(Recorded information)

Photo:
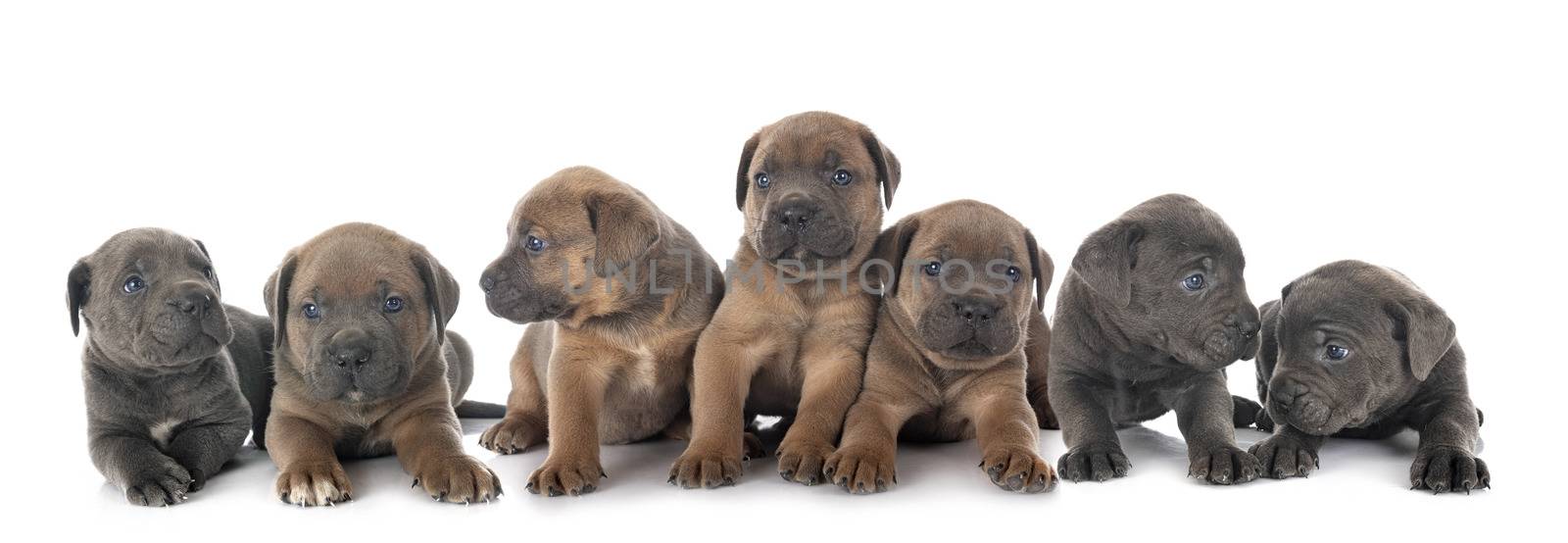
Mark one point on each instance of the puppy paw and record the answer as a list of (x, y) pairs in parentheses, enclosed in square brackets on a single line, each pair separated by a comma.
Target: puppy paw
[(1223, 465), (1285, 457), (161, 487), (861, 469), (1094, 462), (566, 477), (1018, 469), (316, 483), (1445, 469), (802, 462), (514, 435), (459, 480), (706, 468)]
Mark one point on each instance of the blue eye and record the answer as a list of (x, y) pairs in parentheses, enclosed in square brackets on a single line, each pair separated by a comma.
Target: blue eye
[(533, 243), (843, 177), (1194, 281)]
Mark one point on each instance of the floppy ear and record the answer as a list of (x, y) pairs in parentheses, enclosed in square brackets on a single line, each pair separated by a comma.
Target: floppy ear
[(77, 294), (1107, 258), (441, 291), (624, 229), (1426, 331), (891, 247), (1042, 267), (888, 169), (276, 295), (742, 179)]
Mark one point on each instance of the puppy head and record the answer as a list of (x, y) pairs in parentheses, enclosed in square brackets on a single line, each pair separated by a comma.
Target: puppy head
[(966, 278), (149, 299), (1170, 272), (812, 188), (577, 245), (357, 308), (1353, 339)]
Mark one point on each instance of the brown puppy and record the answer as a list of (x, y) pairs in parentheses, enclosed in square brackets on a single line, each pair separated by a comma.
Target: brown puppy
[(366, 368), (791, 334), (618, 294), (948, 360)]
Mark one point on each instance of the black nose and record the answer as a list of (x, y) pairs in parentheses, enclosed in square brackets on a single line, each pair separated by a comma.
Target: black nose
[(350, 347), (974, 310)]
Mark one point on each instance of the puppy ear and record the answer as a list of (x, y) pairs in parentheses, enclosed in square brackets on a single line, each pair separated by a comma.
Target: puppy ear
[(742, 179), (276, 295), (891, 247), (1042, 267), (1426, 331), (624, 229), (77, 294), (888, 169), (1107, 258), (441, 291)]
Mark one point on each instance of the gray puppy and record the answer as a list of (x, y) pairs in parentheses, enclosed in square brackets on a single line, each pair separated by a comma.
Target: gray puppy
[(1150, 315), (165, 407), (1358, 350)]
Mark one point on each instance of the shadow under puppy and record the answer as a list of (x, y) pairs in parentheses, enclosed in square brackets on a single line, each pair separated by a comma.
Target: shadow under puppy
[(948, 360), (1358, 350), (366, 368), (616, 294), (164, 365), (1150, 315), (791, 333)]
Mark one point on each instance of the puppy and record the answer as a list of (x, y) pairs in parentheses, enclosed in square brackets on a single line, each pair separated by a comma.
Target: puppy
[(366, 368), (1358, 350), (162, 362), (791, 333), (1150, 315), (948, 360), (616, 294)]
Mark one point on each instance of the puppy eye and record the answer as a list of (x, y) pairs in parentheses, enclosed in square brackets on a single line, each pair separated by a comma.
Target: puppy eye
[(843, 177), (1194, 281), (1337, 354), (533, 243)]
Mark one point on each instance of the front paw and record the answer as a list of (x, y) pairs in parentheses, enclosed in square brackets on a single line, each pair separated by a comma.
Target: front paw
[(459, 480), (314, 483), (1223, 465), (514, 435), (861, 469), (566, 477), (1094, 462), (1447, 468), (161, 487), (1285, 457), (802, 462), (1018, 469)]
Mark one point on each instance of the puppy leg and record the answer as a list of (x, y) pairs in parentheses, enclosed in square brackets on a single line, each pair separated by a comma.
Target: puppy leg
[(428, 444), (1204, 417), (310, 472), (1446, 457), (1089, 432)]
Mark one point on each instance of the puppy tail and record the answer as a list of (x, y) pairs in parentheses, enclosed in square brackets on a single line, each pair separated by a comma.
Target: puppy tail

(End Recorded information)

## [Goal of the exercise]
Retype the data above exactly. Do not carry over any images.

## [Result of the task]
Photo:
Mark one point on each instance of the puppy paw and record the answer as a list of (x, y) pairs in parentheses, enclosed in square brackets on a single line, each pair separated by a comma.
Target: puppy paw
[(1223, 465), (1285, 457), (161, 487), (861, 469), (1094, 462), (566, 477), (1018, 469), (316, 483), (1445, 469), (802, 462), (514, 435), (459, 480), (706, 468)]
Mark one point on each instance of the blue eye and record the answer as a list of (x, y) pairs in parentheses, enclosed in square brackets on a single line, each pair separated by a comma.
Target: blue eye
[(533, 243), (843, 177), (1194, 281)]
Mark one point on each instance of the floppy ear and record the answer as a list of (x, y) pairs in parentheses, enclosed in square brackets on a single line, each pair separated by a comma.
Target: floppy ear
[(77, 294), (1107, 258), (441, 291), (624, 229), (1426, 331), (891, 247), (1042, 267), (888, 169), (276, 295), (742, 179)]
Mark one point on each instance of the puppy head and record the answer as a list of (x, y) pairs in parentheses, enclosed in square brackets on a single line, each pair separated by a comma.
Target: puppy head
[(966, 278), (149, 299), (1170, 272), (812, 188), (577, 245), (357, 308), (1353, 339)]
Mark one point on each instance of the brown puppy and record the answer as a list of (x, y) pairs in parentheses, enclosed in square brackets on a single line, each pair separated by a comma.
Target: brown puppy
[(366, 368), (791, 334), (618, 294), (948, 360)]
Mark one point on each instance of the black nose and record the answer as a list of (x, y) pairs in parentheses, enclosed in square brackets on a single line, each pair separated by a comma.
Target: black nose
[(350, 347), (974, 310)]
Mark one point on each instance of the puppy ear and record the answer as a list of (x, y) pairs in parentheses, enclosed in square brackets on a single line, each pair separated by a comma.
Target: puppy ear
[(742, 179), (276, 295), (891, 247), (1042, 267), (1426, 331), (624, 229), (77, 294), (888, 169), (1107, 258), (441, 291)]
Mark one point on each instance of the gray puppy and record the answer as a list of (x, y) pairs in parentheses, enclosed in square brackets on a single line, each pair separated by a comma.
Target: gray puppy
[(1150, 315), (165, 407), (1358, 350)]
Mark one point on each instance of the shadow under puppy and record the answer as a list of (x, y) pairs in parentheses, enclosed in square brackets on a single line, each pair separated by a comma.
Target: shadow under puppy
[(948, 360), (1358, 350), (366, 368), (616, 294), (164, 365), (1150, 315), (791, 333)]
Mark one point on each instance of the puppy and record the answer as a list of (x, y) pairs in parentheses, enclosed in square brackets on a single line, each pair separated by a comma.
Target: puppy
[(366, 368), (1358, 350), (162, 362), (791, 333), (1150, 315), (948, 360), (616, 294)]
Mark one point on each instance of the puppy eye and record the answer as a list of (x, y) pairs in parentheses, enclosed in square brackets on a single line, each pair separated by a comma.
Target: puppy eye
[(843, 177), (1194, 281), (1337, 354), (533, 243)]
Mark one point on each instance of the front paw and record the answer as a list of (x, y) pairs in parentheses, enclosed in square brackets on a single line, each pair separated by a comma.
Target: front paw
[(459, 480), (314, 483), (1223, 465), (514, 435), (861, 469), (566, 477), (1094, 462), (1447, 468), (161, 487), (1285, 457), (802, 462), (1018, 469)]
Mark one point on each instance of the puppy leg and record the answer as a list of (x, y) pairs in parentheses, enclosed in square brackets on a single line, each pair separated by a comma.
Target: puppy leg
[(428, 444), (1204, 417), (310, 472), (1446, 457), (1089, 432)]
Mark one point on each instance of the puppy tail and record the answer as a list of (x, y) pairs in parentheses, enclosed in square brackets on a single line, each pair separated by a comma.
Target: puppy tail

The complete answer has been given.